#### The request
Can you switch every "Coords" in the items below to "Coordinates" and return all of them with nothing else altered?

#### Information supplied
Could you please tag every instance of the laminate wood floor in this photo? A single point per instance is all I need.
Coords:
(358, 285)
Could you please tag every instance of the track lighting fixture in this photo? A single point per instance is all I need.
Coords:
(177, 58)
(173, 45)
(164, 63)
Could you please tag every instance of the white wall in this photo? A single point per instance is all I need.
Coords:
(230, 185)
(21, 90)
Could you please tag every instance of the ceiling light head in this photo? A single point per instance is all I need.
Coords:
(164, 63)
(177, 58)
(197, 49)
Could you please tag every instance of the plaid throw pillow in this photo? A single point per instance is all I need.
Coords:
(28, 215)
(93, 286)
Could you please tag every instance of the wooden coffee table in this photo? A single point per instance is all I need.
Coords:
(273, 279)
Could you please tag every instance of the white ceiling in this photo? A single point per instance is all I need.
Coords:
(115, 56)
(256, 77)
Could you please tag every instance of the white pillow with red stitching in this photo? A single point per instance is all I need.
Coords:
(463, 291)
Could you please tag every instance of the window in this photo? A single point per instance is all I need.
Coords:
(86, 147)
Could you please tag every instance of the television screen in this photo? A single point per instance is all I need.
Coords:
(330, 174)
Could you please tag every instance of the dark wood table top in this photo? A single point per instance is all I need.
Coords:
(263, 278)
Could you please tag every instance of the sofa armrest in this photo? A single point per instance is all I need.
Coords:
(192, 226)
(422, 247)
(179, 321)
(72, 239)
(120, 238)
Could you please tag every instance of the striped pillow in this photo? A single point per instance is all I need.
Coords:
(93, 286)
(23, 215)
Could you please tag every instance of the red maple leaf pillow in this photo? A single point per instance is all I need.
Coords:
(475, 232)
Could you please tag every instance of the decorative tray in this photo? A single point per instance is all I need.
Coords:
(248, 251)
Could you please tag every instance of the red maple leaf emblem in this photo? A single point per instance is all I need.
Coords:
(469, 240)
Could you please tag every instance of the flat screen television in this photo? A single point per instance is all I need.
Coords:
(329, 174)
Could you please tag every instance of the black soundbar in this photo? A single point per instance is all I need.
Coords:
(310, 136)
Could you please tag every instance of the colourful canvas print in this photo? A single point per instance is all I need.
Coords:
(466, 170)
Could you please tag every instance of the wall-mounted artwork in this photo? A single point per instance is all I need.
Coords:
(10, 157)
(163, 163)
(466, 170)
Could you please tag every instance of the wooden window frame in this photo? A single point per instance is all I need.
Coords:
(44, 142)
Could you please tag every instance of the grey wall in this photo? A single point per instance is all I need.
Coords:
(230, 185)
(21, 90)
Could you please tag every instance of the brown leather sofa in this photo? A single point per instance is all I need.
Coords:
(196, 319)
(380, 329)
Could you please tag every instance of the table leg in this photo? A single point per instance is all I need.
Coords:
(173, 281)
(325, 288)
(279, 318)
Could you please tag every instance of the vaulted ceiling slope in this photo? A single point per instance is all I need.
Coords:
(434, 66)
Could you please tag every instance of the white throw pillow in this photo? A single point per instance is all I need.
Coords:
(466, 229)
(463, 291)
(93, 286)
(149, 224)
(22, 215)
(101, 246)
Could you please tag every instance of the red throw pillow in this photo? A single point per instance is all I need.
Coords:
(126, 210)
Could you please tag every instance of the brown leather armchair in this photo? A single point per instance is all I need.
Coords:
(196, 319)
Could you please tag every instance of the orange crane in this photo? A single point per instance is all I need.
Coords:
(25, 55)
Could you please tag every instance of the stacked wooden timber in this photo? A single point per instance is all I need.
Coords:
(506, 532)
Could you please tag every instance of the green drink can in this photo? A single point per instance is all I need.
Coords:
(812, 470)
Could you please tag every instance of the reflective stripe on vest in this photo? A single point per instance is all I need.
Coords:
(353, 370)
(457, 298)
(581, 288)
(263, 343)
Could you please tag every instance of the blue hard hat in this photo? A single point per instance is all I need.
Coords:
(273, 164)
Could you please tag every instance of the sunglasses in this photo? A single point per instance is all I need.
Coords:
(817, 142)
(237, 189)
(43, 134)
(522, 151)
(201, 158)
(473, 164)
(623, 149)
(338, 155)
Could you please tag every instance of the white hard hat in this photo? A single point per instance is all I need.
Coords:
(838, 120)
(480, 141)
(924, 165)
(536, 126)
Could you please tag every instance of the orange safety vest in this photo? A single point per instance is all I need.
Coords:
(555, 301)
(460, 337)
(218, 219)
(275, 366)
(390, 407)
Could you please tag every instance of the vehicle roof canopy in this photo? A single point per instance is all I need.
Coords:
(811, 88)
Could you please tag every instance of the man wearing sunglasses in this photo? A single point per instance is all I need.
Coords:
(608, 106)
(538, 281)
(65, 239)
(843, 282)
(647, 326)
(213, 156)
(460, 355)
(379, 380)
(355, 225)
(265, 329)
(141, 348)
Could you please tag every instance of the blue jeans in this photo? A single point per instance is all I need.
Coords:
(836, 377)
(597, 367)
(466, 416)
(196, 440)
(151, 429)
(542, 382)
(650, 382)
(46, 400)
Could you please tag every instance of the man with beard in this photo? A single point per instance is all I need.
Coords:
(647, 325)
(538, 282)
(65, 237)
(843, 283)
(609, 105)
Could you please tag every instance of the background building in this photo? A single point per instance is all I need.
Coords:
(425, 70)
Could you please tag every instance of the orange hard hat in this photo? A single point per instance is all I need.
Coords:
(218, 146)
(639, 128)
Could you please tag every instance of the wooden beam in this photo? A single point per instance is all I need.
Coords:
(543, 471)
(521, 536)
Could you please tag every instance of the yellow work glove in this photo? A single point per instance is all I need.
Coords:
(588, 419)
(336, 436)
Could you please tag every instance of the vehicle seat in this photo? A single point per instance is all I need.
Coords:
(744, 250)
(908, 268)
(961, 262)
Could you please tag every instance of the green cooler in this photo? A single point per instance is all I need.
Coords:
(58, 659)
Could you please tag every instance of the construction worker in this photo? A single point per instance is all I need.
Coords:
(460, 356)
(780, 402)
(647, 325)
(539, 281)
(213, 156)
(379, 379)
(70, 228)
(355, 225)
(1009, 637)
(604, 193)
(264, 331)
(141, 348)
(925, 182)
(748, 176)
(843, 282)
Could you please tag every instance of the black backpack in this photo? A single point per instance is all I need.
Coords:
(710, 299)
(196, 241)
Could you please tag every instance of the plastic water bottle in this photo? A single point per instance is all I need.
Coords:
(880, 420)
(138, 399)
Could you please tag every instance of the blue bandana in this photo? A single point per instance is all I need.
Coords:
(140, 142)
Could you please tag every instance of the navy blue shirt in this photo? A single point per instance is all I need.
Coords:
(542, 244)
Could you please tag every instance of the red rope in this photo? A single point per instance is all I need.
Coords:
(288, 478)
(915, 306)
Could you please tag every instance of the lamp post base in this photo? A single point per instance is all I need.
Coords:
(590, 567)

#### The response
Could you please tag every instance of the laminate wood floor in this photo? A single point per instance is all I need.
Coordinates:
(358, 285)
Could you please tag every instance of the track lighting fixture in this photo? A single point per instance is all I need.
Coordinates:
(177, 58)
(173, 45)
(164, 63)
Could you please tag every instance of the white wall in this photo? A single point per instance is all I need.
Coordinates:
(230, 185)
(21, 90)
Could you please tag every instance of the ceiling light head in this photo? A single point per instance is all I need.
Coordinates:
(164, 63)
(177, 58)
(197, 49)
Could you please tag every instance of the plaid throw pillow in this photo? A single point per instance is all I need.
Coordinates:
(28, 215)
(93, 286)
Could you please tag every instance of the wooden coffee table in this photo? A single point per instance is all I need.
Coordinates:
(273, 279)
Could you please tag every instance of the white ceiling in this photo? A single point per instance is all I need.
Coordinates:
(115, 56)
(256, 77)
Could you please tag every instance of the white pillow with red stitching in this photo? A single point per instance is all I need.
Coordinates:
(463, 291)
Could you please tag every instance of the window in this photo? A single point per instance is all I need.
Coordinates:
(86, 147)
Could you please tag every instance of the television screen in this photo? A single point per instance is all I need.
Coordinates:
(330, 174)
Could you please tag every instance of the dark wood table top in this photo? A single point per instance is all I need.
Coordinates:
(263, 278)
Could you please tag every instance of the sofa armrest in this photo? A single point per instance is all I need.
Coordinates:
(192, 226)
(422, 247)
(179, 321)
(72, 239)
(120, 238)
Could you please tag every instance of the striped pillow in this photo? A single point per instance is all I need.
Coordinates:
(93, 286)
(23, 215)
Could you please tag every instance of the red maple leaf pillow in this photo? A single point per instance is all I need.
Coordinates:
(475, 232)
Could you please tag every instance of the decorative tray in this photo? A single point per instance is all I need.
Coordinates:
(248, 251)
Could you please tag every instance of the red maple leaf emblem in this photo? A single point per instance is all I need.
Coordinates:
(469, 240)
Could you please tag every instance of the flat screen television in this photo? A single point per instance is all I need.
Coordinates:
(329, 174)
Could you please tag every instance of the black soundbar in this photo? A single point per instance is all I need.
Coordinates:
(310, 136)
Could you please tag every instance of the colourful canvas print in this photo? A single point per instance is all I need.
Coordinates:
(466, 170)
Could you please tag every instance of the wall-mounted artwork in this photo? A single point per instance is all I need.
Coordinates:
(10, 157)
(163, 163)
(466, 170)
Could you please tag every instance of the wooden window frame in this photo? A single point per instance is all I need.
Coordinates:
(44, 142)
Could you please tag every instance of the grey wall in this photo? A single point per instance is all I need.
Coordinates:
(230, 185)
(21, 90)
Could you please tag every instance of the brown leather sofa in this photo? A single point per instance is all I need.
Coordinates:
(196, 319)
(380, 329)
Could you please tag every instance of the table leg in this photo? A single point per instance is all I need.
Coordinates:
(173, 281)
(325, 288)
(279, 318)
Could you please tag every instance of the vaulted ceiling slope in this photo? A single point per instance is all I need.
Coordinates:
(434, 66)
Could you please tag every instance of the white throw pillow in this photo? A single point per instance is all I need.
Coordinates:
(466, 229)
(463, 291)
(93, 286)
(149, 224)
(22, 215)
(101, 246)
Could you please tag every instance of the red throw pillow in this photo? A single point per instance is all I need.
Coordinates:
(126, 210)
Could you please tag every instance of the brown leather armchair in this photo? A single point per instance is all I need.
Coordinates:
(196, 319)
Could you please tag every instance of the orange crane in this photo? A single point per instance is all I need.
Coordinates:
(25, 55)
Could you please tag every instance of the stacked wooden timber in this photo? A single point per instance is all I need.
Coordinates:
(506, 532)
Could you please tag every instance of the green drink can in this photo? A single point per instance is all I need.
Coordinates:
(812, 470)
Could you please tag every instance of the reflective stripe on vest in this photo? A single point per instance is all I need.
Coordinates:
(353, 370)
(457, 298)
(581, 288)
(263, 343)
Could you please tag every instance of the blue hard hat in this photo? A single point per instance is all I need.
Coordinates:
(273, 164)
Could you please tag every instance of the sunglasses in this photo? A single point per instance is all I need.
Coordinates:
(817, 142)
(237, 189)
(43, 134)
(522, 151)
(201, 158)
(473, 164)
(623, 149)
(338, 155)
Could you please tag every instance of the white hard hat in this photo? A single point per instance is all I need.
Coordinates:
(838, 120)
(480, 141)
(924, 165)
(536, 126)
Could you please tag every instance of the orange safety vest in this photo? A single point per instance is all I need.
Coordinates:
(555, 301)
(460, 337)
(218, 219)
(275, 366)
(390, 407)
Could you please tag every instance of the vehicle roof canopy in this photo? A single point per instance is all I need.
Coordinates:
(811, 88)
Could you please tag every instance of the man wearing sunglasses in this photo? A single point per instance is all I need.
Coordinates:
(608, 106)
(538, 281)
(65, 239)
(843, 282)
(647, 326)
(213, 156)
(460, 355)
(379, 380)
(355, 225)
(265, 329)
(141, 348)
Could you please tag every instance of the blue jeans in this photo? A single point per instance is all I need.
Coordinates:
(836, 377)
(597, 367)
(466, 416)
(196, 440)
(151, 429)
(542, 382)
(650, 382)
(46, 400)
Could you please tag every instance of the man with beard in this photo? A single point per instance is all I need.
Coordinates:
(647, 325)
(538, 282)
(65, 237)
(843, 283)
(609, 105)
Could you please tag every instance of the background building in this photo? A single point per instance is all I need.
Coordinates:
(425, 70)
Could you please tag every instance of the orange hard hat in this photo? A single point per instance is all I need.
Coordinates:
(218, 146)
(639, 128)
Could you please tag every instance of the wooden beam in this photo? A single point per instance is all I need.
Coordinates:
(543, 471)
(521, 536)
Could you please tag every instance of the yellow work glove in this photo? A single point per instance is all I need.
Coordinates:
(588, 419)
(336, 436)
Could you please tag every instance of the vehicle seat in this photo? A single point per instance is all I need.
Coordinates:
(744, 250)
(908, 268)
(961, 262)
Could you please tag every instance of the green cooler in this photo? A single point per instance is all I need.
Coordinates:
(58, 659)
Could you please tag every instance of the construction worker in this photo? A single point per instance is all I need.
Coordinates:
(460, 356)
(780, 402)
(647, 325)
(539, 281)
(213, 156)
(379, 379)
(70, 228)
(355, 225)
(1009, 637)
(604, 193)
(264, 331)
(141, 348)
(925, 182)
(748, 176)
(843, 282)
Could you please tag every instance of the black backpack in this photo? A single point per instance is all I need.
Coordinates:
(710, 299)
(196, 241)
Could you please tag every instance of the plastic water bottle in this photo? A single point per instance is all I need.
Coordinates:
(880, 420)
(138, 399)
Could you please tag every instance of the blue bandana in this photo? A single point per instance is all I need.
Coordinates:
(140, 142)
Could you please tag every instance of the navy blue shirt in this photo? A single point per instance is all I need.
Coordinates:
(542, 244)
Could you please tag every instance of the red rope in this photo? A single point per instance is all I need.
Coordinates:
(288, 478)
(915, 306)
Could you please tag every instance of the lamp post base in this photo? A single point per instance is all I need.
Coordinates:
(590, 567)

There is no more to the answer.